A buttare lì quella parola composta (derivante da “emotional” e “entertainment”) è stato (in una intervista rilasciata a Annalisa Cuzzocrea) nientepopodimeno che il direttore della Rai, che per esemplificare ha nominato Ti lascio una canzone, Il Dono, Così lontani così vicini e ha chiarito senza ombra di equivoco, a leggerlo nero su bianco, che di quella roba lì la Rai non ne vuole più sapere.

La notizia non è da poco perché quel tipo di programmazione ha connotato profondamente il profilo della Rai 1 allestita dai direttori della Rai che hanno preceduto gli attuali. Non che l’abbiano inventato, ma di certo l’hanno importato, pagando anche dei bei soldi per la licenza di imitare quei format (di proprietà di varie compagnie estere) e che in Italia, e non solo per le versioni Rai, hanno assunto vari nomi: Stranamore, Perdonami, Carramba, Brutto Anatroccolo, C’è Posta per te, etc etc. Un ampio Kamasutra di agnizioni e di esplosioni emozionali.

□ □ □

» Obiettivo dichiarato a: Trascrivi fedelmente il passo del brano sui programmi emotivi della Rai che comincia con "La notizia non" e termina con "di esplosioni emozionali.".

» Materiale per esercitarsi:
□ □ □

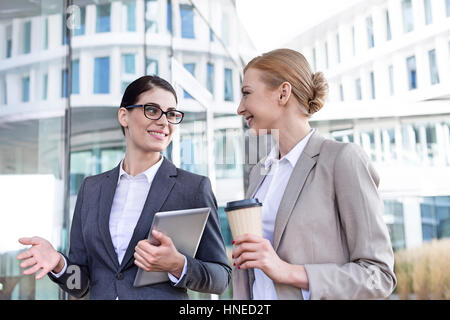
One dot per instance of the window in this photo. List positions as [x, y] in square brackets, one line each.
[394, 210]
[228, 96]
[128, 63]
[358, 89]
[391, 79]
[434, 74]
[45, 34]
[412, 72]
[151, 16]
[5, 92]
[353, 41]
[76, 76]
[226, 29]
[44, 86]
[152, 66]
[388, 27]
[80, 22]
[64, 83]
[338, 48]
[428, 14]
[8, 41]
[169, 16]
[26, 89]
[210, 77]
[27, 37]
[103, 18]
[130, 8]
[372, 84]
[64, 30]
[101, 75]
[187, 21]
[370, 37]
[408, 21]
[314, 59]
[190, 67]
[128, 69]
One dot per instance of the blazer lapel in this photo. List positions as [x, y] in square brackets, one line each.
[161, 186]
[107, 191]
[303, 167]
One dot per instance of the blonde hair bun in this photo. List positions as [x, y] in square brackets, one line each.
[320, 91]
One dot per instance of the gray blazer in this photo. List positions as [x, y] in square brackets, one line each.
[330, 220]
[91, 247]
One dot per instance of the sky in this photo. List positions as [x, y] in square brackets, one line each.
[272, 23]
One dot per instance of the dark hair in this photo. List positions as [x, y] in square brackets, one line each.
[141, 85]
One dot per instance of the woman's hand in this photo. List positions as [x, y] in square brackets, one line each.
[41, 255]
[164, 257]
[252, 251]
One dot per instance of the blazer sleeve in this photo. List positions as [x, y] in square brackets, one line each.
[75, 280]
[370, 272]
[209, 271]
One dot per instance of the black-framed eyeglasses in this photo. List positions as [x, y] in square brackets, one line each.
[153, 111]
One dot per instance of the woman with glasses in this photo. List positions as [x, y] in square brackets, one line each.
[323, 231]
[114, 213]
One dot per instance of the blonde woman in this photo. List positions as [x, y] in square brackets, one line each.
[323, 230]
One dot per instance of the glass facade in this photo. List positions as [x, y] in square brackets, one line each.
[86, 75]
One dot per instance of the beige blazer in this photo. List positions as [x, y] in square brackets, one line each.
[330, 220]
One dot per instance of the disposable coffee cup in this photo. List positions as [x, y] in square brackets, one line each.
[244, 216]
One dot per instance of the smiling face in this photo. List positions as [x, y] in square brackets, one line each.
[259, 104]
[142, 133]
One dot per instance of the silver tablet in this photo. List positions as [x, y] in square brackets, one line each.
[185, 228]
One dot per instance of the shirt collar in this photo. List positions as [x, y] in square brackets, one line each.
[292, 156]
[149, 173]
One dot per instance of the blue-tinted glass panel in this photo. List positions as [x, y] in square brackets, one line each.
[27, 37]
[75, 76]
[210, 77]
[428, 14]
[434, 73]
[370, 37]
[81, 22]
[191, 68]
[372, 84]
[26, 89]
[152, 67]
[44, 86]
[46, 34]
[187, 21]
[129, 63]
[103, 18]
[412, 72]
[101, 75]
[358, 91]
[388, 27]
[408, 20]
[131, 16]
[65, 83]
[228, 94]
[169, 16]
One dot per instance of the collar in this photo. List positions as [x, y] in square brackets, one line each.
[292, 156]
[149, 173]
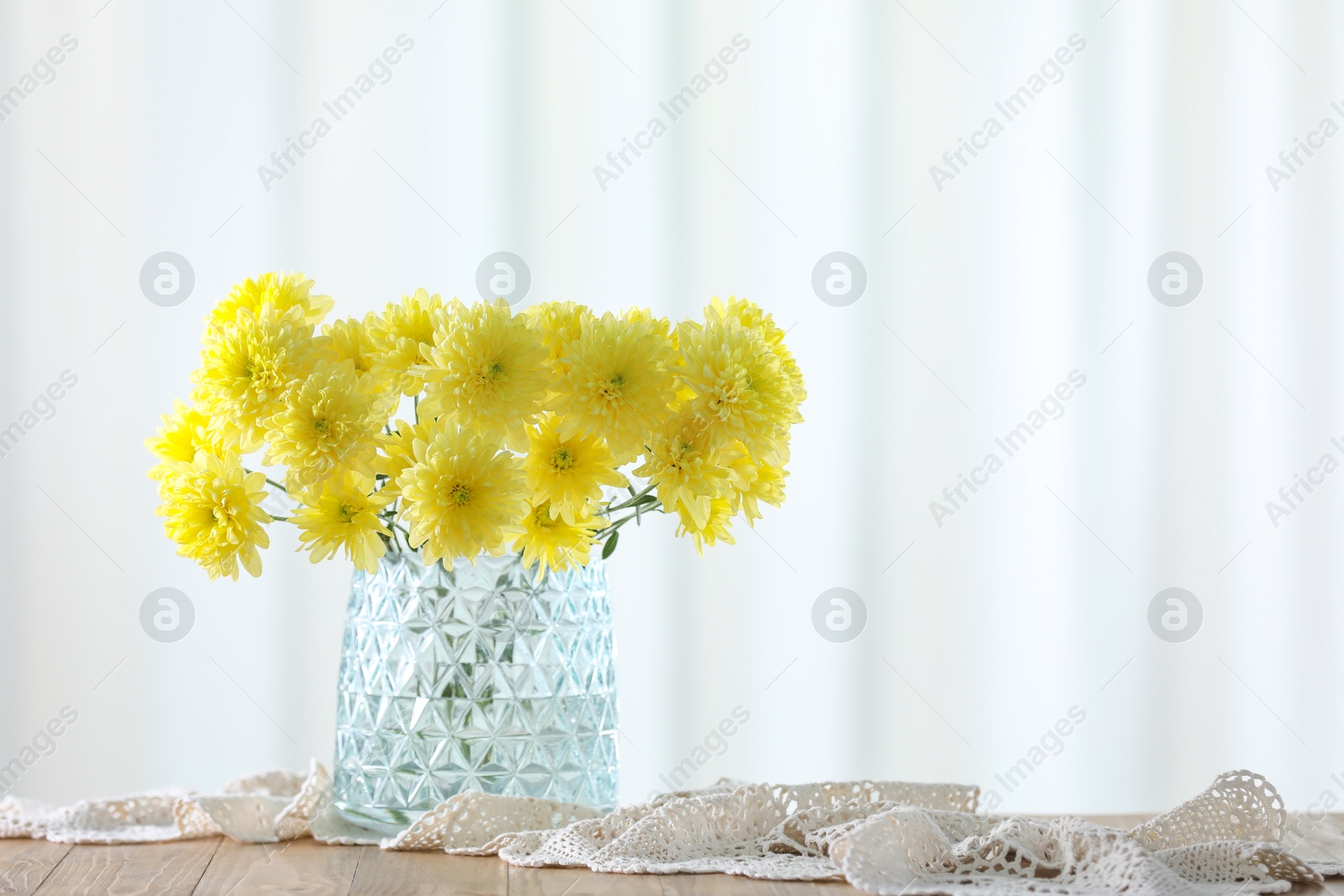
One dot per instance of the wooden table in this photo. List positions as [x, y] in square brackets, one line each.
[218, 867]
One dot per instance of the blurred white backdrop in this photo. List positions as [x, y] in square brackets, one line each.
[984, 291]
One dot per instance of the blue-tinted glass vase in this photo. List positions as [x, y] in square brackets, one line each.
[487, 678]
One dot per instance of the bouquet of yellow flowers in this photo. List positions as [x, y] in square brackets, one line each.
[521, 425]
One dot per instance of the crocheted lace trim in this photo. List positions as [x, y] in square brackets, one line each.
[884, 837]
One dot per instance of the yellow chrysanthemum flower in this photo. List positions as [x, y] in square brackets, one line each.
[248, 367]
[739, 385]
[463, 495]
[400, 452]
[683, 463]
[752, 316]
[327, 422]
[213, 511]
[555, 543]
[618, 385]
[340, 515]
[402, 338]
[568, 473]
[183, 432]
[281, 291]
[754, 483]
[558, 324]
[488, 369]
[714, 528]
[349, 340]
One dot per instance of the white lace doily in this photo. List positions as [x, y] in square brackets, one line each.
[884, 837]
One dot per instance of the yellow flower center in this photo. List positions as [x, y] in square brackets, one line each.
[562, 458]
[613, 385]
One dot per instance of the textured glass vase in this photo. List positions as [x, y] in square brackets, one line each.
[486, 678]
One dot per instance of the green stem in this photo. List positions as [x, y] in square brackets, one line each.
[601, 535]
[631, 501]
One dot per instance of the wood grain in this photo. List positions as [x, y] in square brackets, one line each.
[26, 862]
[127, 871]
[429, 875]
[293, 867]
[221, 867]
[578, 882]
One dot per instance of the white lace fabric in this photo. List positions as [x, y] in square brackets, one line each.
[884, 837]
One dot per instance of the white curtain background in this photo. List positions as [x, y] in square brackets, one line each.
[1030, 264]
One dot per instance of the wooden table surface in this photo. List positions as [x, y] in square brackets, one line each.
[218, 867]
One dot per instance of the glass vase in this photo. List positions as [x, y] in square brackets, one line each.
[487, 678]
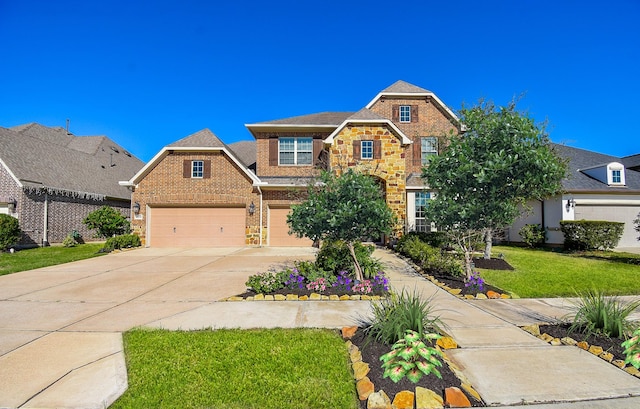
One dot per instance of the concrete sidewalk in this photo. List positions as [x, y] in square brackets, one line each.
[60, 342]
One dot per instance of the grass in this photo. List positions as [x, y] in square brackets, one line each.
[279, 368]
[46, 256]
[546, 273]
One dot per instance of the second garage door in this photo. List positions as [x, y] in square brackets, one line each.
[197, 227]
[279, 230]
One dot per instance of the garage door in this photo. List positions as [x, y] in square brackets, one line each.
[197, 227]
[279, 230]
[624, 214]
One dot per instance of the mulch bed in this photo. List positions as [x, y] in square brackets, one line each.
[372, 351]
[611, 345]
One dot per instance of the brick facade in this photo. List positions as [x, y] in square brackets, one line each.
[166, 186]
[389, 167]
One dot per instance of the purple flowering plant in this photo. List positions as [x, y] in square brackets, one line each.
[475, 282]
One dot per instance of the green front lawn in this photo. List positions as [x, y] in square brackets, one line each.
[279, 369]
[546, 273]
[46, 256]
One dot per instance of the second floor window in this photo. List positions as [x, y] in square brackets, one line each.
[405, 113]
[366, 151]
[197, 169]
[295, 151]
[428, 148]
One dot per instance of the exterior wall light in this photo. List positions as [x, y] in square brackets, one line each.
[11, 205]
[570, 203]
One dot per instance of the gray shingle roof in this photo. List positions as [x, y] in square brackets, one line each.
[245, 151]
[582, 159]
[322, 118]
[201, 139]
[405, 88]
[47, 157]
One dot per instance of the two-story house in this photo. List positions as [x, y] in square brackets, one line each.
[200, 192]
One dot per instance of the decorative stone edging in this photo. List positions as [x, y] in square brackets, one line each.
[422, 398]
[593, 349]
[311, 297]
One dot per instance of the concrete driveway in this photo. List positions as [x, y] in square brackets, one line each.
[60, 326]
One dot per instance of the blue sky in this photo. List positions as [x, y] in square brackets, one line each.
[147, 73]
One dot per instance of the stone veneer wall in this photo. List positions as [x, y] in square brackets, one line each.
[166, 186]
[390, 168]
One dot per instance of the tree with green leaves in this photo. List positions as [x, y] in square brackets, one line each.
[486, 176]
[348, 207]
[107, 221]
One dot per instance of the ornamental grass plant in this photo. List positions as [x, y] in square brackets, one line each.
[596, 313]
[397, 313]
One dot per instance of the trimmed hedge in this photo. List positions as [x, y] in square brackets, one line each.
[122, 242]
[591, 234]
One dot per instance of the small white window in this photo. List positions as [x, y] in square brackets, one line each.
[429, 148]
[295, 151]
[366, 151]
[616, 176]
[405, 113]
[197, 169]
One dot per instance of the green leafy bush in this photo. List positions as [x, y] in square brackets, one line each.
[430, 258]
[410, 357]
[334, 257]
[268, 281]
[533, 235]
[396, 314]
[599, 314]
[632, 349]
[107, 222]
[591, 234]
[10, 232]
[122, 242]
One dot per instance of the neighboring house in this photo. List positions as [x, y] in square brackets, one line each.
[200, 192]
[50, 180]
[598, 187]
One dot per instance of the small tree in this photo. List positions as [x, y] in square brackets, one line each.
[348, 207]
[9, 231]
[107, 221]
[485, 176]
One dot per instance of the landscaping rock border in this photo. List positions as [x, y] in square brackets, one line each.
[421, 398]
[593, 349]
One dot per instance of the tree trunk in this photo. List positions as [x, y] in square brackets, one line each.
[359, 275]
[488, 241]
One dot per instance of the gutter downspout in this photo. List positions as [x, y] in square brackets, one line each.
[45, 229]
[260, 239]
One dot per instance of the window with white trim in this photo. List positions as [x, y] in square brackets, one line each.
[428, 148]
[197, 169]
[295, 151]
[616, 176]
[422, 201]
[366, 150]
[405, 113]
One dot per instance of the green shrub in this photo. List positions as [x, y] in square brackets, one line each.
[591, 234]
[268, 281]
[533, 235]
[334, 257]
[108, 222]
[396, 314]
[10, 232]
[599, 314]
[632, 349]
[69, 241]
[122, 242]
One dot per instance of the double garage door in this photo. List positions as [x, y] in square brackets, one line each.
[197, 227]
[214, 227]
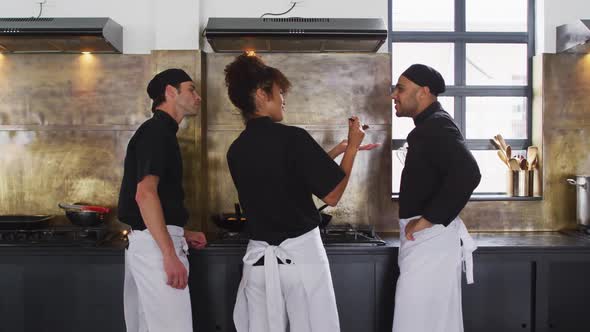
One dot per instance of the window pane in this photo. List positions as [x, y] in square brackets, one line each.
[423, 15]
[439, 56]
[497, 16]
[496, 64]
[493, 171]
[401, 127]
[488, 116]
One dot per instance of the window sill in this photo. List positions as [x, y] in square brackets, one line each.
[490, 197]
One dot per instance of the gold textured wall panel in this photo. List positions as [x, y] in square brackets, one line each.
[65, 121]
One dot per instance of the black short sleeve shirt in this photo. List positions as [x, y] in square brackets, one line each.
[276, 169]
[154, 150]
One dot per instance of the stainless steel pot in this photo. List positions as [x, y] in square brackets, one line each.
[582, 183]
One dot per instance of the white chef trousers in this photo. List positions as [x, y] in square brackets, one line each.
[297, 296]
[150, 304]
[428, 292]
[293, 293]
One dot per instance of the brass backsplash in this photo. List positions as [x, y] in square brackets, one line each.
[65, 121]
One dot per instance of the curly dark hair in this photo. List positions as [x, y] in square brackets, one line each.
[245, 75]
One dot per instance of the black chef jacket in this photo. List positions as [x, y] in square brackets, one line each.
[276, 169]
[154, 150]
[440, 172]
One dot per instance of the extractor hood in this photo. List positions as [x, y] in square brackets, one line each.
[574, 37]
[60, 35]
[295, 34]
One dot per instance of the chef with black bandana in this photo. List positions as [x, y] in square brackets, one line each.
[438, 178]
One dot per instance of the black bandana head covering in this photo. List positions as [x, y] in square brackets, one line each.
[423, 75]
[173, 76]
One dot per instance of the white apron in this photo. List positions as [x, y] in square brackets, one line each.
[299, 294]
[428, 292]
[150, 304]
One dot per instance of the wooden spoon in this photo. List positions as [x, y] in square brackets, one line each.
[503, 157]
[514, 164]
[502, 141]
[532, 154]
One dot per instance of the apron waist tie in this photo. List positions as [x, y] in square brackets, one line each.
[275, 303]
[467, 250]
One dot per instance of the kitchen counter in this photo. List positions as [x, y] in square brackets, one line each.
[516, 240]
[531, 281]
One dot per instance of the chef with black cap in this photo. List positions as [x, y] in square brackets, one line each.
[156, 296]
[438, 178]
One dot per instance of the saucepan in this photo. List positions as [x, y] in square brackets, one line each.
[232, 222]
[85, 215]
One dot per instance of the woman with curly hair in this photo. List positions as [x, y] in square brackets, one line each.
[286, 283]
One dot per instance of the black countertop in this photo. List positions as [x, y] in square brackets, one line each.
[486, 241]
[517, 240]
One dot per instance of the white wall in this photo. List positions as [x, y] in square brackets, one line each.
[147, 24]
[176, 24]
[558, 12]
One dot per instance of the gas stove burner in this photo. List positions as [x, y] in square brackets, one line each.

□ □ □

» Obiettivo dichiarato b: Conta quante righe dei record contengono la parola "panel" e scrivi soltanto il numero.

» Soluzione del problema a:
La notizia non è da poco perché quel tipo di programmazione ha connotato profondamente il profilo della Rai 1 allestita dai direttori della Rai che hanno preceduto gli attuali. Non che l’abbiano inventato, ma di certo l’hanno importato, pagando anche dei bei soldi per la licenza di imitare quei format (di proprietà di varie compagnie estere) e che in Italia, e non solo per le versioni Rai, hanno assunto vari nomi: Stranamore, Perdonami, Carramba, Brutto Anatroccolo, C’è Posta per te, etc etc. Un ampio Kamasutra di agnizioni e di esplosioni emozionali.

» Soluzione del problema b: 2